- _Given records_
== == ==
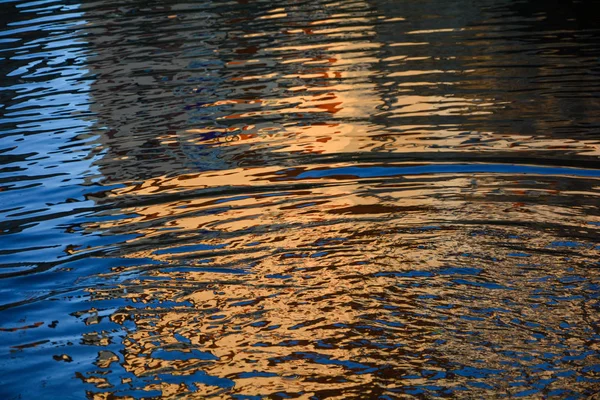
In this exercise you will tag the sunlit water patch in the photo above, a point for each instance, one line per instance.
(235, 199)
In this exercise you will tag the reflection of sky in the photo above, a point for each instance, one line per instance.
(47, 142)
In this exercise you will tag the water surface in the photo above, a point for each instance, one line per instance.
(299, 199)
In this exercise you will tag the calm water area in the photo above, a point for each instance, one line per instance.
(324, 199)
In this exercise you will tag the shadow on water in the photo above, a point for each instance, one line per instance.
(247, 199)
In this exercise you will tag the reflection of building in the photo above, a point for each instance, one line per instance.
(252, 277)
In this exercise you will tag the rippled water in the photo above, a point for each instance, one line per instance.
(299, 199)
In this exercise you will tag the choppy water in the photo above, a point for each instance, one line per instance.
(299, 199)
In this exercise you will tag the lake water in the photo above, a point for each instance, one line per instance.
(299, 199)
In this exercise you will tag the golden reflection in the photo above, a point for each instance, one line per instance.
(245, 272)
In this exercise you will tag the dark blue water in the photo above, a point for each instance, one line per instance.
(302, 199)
== == ==
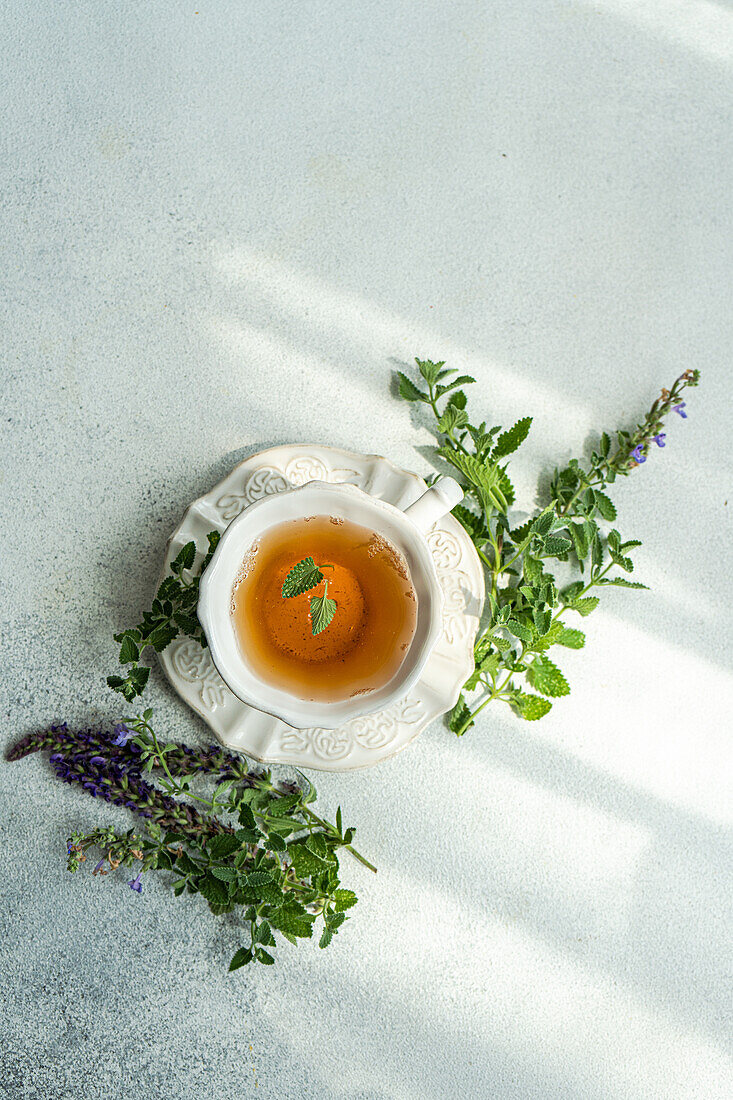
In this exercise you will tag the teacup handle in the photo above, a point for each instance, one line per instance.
== == ==
- _Exercise goal_
Which lines of the material contain the word "handle"? Pick out each one and copy it in full.

- _Reply_
In this exercise you will tag the teacup handle in the photo above, a point for each instance, one line per instance.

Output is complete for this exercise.